◆ WHAT THE TASK ASKS ◆
Reproduce the listing below line for line, changing nothing.

◆ GIVEN DATA ◆
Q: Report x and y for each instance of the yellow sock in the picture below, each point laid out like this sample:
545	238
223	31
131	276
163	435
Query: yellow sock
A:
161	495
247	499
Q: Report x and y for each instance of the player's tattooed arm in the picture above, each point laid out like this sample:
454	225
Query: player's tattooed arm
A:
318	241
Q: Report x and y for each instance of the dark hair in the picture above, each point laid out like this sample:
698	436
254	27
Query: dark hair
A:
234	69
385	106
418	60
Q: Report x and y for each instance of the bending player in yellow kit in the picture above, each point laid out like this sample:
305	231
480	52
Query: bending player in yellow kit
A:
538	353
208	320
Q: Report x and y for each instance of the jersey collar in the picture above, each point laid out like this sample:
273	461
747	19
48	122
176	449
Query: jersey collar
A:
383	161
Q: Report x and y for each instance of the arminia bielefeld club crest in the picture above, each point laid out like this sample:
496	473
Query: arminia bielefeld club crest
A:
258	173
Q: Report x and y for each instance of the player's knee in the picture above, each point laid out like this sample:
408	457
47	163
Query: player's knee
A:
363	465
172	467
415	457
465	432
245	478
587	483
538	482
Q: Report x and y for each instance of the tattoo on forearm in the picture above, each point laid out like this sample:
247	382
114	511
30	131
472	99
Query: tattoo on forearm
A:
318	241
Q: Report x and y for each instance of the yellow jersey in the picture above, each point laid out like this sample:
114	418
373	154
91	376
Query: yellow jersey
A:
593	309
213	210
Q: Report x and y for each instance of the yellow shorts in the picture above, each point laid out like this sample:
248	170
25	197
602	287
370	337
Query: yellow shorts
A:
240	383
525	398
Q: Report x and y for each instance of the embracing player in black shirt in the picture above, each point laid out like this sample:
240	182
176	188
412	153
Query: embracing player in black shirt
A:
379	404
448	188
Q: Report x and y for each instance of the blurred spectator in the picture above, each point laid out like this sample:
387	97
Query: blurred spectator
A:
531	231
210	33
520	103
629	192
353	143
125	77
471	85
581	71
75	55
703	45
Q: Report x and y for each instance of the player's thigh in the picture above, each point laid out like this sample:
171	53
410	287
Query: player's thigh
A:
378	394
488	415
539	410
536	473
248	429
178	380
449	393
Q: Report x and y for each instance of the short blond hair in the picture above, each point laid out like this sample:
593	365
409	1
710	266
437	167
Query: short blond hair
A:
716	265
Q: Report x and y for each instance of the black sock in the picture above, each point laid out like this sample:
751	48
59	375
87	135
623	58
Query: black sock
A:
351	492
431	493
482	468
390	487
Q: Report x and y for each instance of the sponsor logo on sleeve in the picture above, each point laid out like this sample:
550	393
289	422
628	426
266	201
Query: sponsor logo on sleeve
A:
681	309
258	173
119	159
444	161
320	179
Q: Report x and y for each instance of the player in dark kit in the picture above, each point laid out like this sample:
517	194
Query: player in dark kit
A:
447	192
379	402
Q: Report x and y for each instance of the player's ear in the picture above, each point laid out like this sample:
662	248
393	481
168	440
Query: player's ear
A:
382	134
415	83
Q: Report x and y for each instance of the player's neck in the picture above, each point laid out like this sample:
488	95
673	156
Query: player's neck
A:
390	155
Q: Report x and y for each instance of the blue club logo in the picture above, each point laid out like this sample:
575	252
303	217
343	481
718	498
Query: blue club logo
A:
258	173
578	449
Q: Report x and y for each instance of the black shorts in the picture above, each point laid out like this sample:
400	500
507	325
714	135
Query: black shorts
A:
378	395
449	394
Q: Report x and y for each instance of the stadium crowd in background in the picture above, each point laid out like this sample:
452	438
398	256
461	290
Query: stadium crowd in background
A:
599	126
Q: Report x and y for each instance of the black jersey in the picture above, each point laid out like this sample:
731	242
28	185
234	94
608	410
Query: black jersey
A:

◆ RESPONSE TO THE EXERCISE ◆
Q: Report x and y for each instance of the yellow sock in the picture below, each point laid out like this sample:
545	238
223	31
131	276
163	435
Query: yellow sock
A:
161	495
247	499
Q: Report x and y for each instance of the player's tattooed arm in the picture above, each point laid out like this sample:
454	225
Query: player's tattooed arm
A:
318	241
Q: Report x and y for each instance of the dark hair in the picture above, each point laid out like this sample:
698	436
254	27
Query: dark hair
A:
234	69
385	106
418	60
Q: Report x and y for each instance of the bending player in yellow kit in the picture above, each point laid out like this sample:
305	231
480	52
Query: bending player in yellow kit
A:
538	353
208	320
Q: Report x and y for each instance of the jersey collar in the picture above, each point laid out like this sample:
273	461
747	19
48	122
176	449
Query: jersey collar
A:
383	161
Q: Report x and y for each instance of the arminia bielefeld club crest in the picture above, each point laid out like this sample:
496	473
Query: arminia bielefeld club crest
A:
258	173
Q: Report x and y for each instance of the player's knee in the picture above, each point laid out like this sample:
408	457
47	163
Query: player's knee
A:
363	465
172	467
415	457
465	432
245	478
587	483
538	482
Q: Report x and y for each instance of the tattoo on forearm in the picture above, each point laid out like this sample:
247	382
114	511
30	131
472	99
Query: tattoo on forearm
A:
318	241
Q: Report x and y for each instance of the yellow jersey in the picture above, each point laid out like this sample:
114	418
373	154
91	376
Query: yellow jersey
A:
593	309
213	210
Q: Report x and y for each instance of the yellow shorts in the picture above, each point laid out like this sample:
248	170
25	197
602	287
370	337
Query: yellow shorts
A:
240	383
525	398
Q: Report x and y for each instance of the embracing player in black shirt in the picture above, each point laid out like this sample:
240	182
176	188
412	153
Query: embracing player in black shirt
A:
379	404
448	188
Q: Report x and y for each instance of the blurred spectator in the picture above, each point laid out like this sample:
387	97
Query: blurred spectator
A:
531	231
210	33
520	103
629	192
353	143
125	77
471	85
581	71
75	55
703	45
Q: Report x and y for each instance of the player's thigh in the picture above, each point laid out like this sample:
171	53
410	287
Query: player's thigh
A:
378	394
488	415
539	410
536	473
248	429
178	380
449	393
Q: Report x and y for each instance of the short blond hair in the picture above, each point laid out like this sample:
593	365
409	1
710	266
437	167
Query: short blond hair
A:
716	265
Q: Report x and y for each instance of the black sock in the picture above, each point laid out like this sample:
751	48
59	375
87	135
623	58
Query: black sock
A:
351	492
431	493
482	468
390	487
Q: Report x and y for each instance of the sponsor logo on sleeve in the picture above, each point laid out like this sample:
550	393
289	422
628	426
266	201
Query: sponsor logo on sleeve
A:
681	309
258	173
119	159
444	161
320	179
Q: Report x and y for each instance of the player in dark kit in the picture above, each point laid out like this sample:
517	194
Query: player in dark kit
A:
447	192
379	402
Q: Report x and y for each instance of the player's ear in the picture above, each point laid out like this sample:
662	248
393	481
168	440
Query: player's ear
A:
382	134
415	83
Q: Report x and y for each instance of the player's neck in the picture above, each point laid out like this sample:
488	95
673	156
Query: player's neck
A:
390	155
Q: Report x and y for each instance of the blue club logo in the picture above, each point laid out like this sample:
575	252
303	217
343	481
718	498
Query: blue club logo
A:
258	173
578	449
Q: Report x and y for each instance of the black shorts in the picture above, each point laid out like this sample:
400	500
507	325
714	135
Query: black shorts
A:
378	395
449	394
Q: Report x and y for each instance of the stadium crowd in background in the picture above, each point laid out like this sample:
452	438
398	256
461	290
Query: stadium crowd in background
A:
599	126
Q: Report x and y for each instance of the black jersey in the picture above, each point laid out like this sample:
731	242
28	185
234	94
608	410
Query: black jersey
A:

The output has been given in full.